[start]
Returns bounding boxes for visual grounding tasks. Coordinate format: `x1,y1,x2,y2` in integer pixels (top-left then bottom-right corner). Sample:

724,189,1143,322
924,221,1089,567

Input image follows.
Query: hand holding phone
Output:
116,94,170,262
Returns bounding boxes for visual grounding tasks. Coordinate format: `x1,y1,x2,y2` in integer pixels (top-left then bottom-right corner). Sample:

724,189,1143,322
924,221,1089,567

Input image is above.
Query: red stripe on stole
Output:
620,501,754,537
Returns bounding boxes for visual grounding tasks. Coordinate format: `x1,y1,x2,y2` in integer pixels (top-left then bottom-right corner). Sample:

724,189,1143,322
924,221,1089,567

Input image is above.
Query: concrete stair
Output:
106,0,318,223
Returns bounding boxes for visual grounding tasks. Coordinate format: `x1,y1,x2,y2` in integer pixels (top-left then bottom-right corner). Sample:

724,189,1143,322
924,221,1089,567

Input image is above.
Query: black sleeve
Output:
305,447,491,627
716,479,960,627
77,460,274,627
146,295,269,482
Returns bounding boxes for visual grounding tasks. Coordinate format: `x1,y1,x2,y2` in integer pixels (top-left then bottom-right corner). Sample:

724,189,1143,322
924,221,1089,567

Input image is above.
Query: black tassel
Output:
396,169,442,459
[end]
[start]
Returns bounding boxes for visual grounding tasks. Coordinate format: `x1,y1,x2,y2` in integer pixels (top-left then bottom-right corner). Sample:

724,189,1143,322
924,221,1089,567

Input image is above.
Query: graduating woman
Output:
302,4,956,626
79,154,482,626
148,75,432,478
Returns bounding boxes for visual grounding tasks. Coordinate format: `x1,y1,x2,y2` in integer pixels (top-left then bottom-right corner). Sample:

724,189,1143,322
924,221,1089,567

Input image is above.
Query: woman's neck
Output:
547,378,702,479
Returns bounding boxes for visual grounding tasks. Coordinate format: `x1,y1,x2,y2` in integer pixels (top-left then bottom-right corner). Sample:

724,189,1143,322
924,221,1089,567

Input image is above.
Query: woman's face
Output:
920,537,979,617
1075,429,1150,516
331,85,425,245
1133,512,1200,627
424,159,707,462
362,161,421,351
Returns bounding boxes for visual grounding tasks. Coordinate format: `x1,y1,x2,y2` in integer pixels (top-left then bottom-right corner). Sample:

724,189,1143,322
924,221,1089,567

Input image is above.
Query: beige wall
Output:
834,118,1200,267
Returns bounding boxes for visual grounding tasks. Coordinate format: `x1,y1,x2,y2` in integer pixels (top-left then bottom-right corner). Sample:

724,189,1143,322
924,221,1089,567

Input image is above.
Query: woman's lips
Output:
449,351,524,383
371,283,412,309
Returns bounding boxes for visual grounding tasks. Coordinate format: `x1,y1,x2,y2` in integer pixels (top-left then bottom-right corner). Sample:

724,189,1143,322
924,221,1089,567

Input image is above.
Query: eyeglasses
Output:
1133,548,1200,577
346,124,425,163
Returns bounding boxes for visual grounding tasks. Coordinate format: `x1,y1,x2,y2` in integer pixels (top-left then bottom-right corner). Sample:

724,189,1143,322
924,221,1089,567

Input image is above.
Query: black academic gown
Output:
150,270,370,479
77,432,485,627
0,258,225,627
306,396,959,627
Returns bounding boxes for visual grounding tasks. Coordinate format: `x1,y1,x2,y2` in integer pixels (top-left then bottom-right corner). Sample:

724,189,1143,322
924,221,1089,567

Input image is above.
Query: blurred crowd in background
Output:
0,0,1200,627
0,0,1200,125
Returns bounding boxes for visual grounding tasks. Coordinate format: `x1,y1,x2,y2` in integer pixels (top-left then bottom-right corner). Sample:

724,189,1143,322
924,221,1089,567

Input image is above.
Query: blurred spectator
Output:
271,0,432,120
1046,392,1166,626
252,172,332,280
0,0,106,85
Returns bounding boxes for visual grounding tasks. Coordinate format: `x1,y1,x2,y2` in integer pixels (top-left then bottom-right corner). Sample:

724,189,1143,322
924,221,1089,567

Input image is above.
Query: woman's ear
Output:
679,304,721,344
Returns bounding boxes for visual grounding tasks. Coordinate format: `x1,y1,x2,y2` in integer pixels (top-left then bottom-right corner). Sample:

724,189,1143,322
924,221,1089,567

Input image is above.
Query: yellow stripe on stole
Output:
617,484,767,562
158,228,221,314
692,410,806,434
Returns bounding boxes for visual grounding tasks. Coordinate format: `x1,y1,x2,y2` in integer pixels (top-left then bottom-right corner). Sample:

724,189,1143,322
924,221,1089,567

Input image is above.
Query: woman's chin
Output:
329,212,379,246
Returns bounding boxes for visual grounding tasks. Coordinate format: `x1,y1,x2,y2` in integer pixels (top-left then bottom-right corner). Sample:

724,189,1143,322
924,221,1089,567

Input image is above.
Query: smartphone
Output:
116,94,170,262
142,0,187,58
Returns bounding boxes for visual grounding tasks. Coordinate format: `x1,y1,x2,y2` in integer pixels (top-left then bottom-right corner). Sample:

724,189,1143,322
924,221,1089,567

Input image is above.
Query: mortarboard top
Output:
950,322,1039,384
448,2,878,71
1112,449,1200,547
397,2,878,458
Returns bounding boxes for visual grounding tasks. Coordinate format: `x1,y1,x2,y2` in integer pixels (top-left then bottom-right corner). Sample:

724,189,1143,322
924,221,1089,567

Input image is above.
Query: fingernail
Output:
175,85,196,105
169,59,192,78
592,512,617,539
[end]
[start]
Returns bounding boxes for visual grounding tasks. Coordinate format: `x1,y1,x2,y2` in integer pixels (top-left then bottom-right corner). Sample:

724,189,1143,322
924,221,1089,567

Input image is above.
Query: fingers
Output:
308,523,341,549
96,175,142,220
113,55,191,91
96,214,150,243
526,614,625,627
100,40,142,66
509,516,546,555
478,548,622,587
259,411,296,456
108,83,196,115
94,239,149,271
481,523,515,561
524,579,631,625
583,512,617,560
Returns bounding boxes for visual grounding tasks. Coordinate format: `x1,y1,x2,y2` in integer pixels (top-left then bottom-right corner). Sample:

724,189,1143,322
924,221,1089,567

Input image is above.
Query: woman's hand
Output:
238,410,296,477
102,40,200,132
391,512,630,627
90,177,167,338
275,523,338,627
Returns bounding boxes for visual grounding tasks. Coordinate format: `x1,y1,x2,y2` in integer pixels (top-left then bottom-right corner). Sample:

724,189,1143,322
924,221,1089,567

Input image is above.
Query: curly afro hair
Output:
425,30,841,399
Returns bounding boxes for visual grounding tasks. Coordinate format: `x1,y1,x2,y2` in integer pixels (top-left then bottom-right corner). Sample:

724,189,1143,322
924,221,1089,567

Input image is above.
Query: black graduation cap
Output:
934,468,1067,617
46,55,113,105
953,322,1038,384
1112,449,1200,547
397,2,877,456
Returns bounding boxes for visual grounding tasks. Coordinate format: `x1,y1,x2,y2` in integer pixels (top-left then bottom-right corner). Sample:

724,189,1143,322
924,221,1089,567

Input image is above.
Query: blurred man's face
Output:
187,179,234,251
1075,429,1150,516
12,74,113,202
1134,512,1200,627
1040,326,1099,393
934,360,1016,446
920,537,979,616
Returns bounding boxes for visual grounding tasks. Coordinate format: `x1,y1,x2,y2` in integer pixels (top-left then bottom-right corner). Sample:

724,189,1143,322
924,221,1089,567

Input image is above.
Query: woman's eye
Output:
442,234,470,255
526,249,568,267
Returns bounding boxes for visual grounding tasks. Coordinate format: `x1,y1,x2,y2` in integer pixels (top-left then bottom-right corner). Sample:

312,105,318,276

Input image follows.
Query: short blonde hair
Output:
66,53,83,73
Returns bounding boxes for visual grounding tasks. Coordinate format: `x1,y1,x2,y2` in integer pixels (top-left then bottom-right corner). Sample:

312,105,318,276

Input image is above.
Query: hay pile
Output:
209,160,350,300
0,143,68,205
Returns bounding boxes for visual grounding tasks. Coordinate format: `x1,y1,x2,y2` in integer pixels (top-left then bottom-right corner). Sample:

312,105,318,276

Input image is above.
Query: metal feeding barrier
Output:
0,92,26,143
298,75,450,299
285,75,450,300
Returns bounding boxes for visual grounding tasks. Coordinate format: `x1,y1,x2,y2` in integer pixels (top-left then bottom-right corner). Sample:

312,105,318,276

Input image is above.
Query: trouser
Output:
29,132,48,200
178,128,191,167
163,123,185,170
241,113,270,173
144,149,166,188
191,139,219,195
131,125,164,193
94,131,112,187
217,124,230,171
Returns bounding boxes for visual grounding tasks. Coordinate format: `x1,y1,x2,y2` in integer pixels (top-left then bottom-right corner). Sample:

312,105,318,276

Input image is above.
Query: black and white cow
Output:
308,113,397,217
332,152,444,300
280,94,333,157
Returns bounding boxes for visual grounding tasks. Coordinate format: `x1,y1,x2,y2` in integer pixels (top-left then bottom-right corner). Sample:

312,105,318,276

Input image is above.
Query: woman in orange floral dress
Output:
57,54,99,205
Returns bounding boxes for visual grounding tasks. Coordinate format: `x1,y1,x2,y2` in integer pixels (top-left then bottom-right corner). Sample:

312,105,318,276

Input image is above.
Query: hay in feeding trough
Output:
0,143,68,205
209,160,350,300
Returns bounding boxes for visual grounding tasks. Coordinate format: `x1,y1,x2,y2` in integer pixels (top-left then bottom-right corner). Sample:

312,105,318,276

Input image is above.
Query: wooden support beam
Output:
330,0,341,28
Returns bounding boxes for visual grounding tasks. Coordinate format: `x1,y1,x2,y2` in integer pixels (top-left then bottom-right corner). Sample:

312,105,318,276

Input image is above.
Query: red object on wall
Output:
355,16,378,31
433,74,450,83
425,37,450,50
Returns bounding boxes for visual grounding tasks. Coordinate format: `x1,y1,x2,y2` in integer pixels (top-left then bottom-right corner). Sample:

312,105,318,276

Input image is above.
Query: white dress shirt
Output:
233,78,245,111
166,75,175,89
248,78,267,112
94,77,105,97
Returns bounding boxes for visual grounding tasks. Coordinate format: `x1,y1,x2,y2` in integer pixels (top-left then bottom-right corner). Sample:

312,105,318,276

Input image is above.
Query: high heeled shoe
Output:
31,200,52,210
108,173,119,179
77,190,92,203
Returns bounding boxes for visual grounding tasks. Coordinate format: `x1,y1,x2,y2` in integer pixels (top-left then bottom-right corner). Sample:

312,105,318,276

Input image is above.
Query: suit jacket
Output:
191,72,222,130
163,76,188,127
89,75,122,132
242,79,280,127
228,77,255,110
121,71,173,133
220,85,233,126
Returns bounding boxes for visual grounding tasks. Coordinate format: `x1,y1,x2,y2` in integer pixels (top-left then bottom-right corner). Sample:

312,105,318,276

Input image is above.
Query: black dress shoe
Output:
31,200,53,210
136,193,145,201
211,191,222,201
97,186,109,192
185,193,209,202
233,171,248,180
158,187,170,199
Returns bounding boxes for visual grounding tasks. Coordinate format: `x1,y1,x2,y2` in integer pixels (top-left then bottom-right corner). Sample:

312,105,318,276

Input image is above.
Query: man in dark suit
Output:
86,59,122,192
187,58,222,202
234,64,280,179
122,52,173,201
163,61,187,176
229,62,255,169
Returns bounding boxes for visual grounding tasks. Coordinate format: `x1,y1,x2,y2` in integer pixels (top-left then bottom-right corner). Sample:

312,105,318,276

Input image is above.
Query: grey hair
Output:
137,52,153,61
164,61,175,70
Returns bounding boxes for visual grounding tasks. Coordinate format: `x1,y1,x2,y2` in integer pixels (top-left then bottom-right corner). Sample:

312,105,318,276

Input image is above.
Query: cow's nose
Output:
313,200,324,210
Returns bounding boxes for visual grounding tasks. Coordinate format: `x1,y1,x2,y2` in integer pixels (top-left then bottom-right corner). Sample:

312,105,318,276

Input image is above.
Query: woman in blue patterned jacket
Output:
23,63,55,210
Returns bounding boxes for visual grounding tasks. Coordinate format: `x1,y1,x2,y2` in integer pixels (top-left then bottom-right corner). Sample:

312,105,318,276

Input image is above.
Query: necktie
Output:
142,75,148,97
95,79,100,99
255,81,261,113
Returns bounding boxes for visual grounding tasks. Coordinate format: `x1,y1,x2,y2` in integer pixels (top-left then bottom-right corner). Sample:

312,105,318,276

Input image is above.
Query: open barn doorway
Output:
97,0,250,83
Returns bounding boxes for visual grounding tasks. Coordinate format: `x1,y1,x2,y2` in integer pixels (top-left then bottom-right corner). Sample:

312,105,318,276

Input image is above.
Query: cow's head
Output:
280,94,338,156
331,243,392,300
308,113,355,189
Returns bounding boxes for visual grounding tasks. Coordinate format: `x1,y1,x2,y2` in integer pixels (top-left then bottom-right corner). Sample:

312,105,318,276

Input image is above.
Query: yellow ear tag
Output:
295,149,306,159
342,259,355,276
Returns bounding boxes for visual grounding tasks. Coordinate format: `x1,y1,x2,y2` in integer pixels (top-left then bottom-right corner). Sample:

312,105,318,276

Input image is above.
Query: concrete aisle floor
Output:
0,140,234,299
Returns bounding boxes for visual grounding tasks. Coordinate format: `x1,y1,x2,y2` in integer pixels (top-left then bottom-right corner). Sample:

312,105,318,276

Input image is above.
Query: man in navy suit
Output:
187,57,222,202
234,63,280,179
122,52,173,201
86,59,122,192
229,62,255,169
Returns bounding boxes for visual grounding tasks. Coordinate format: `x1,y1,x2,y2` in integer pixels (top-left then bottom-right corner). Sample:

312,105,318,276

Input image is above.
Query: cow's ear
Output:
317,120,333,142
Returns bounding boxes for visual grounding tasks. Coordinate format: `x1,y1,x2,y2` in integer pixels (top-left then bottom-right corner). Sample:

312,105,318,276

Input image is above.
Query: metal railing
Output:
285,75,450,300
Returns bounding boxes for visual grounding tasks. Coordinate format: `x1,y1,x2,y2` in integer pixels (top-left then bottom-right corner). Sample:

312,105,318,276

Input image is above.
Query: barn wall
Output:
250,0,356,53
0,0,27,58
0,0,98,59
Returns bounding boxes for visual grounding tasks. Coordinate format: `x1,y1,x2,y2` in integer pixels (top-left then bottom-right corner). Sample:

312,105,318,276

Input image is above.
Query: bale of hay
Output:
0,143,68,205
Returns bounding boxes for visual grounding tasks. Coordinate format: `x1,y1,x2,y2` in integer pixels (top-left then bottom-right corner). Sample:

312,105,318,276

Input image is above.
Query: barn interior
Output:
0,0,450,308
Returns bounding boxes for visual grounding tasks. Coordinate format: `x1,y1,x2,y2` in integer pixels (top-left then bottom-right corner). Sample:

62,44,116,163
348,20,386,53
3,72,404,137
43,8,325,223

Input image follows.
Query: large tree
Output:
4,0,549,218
[end]
(PROBLEM STATEMENT)
Which lines in the material above contain the word "woman"? Show every one of them in full.

(RESULT OF THIS TASK)
Query: graduating woman
Query: woman's neck
Query: woman's face
Query: woman's lips
Query: woman's ear
Query: woman's chin
Query: woman's hand
Query: woman's eye
Query: woman in orange floral dress
Query: woman in blue patterned jacket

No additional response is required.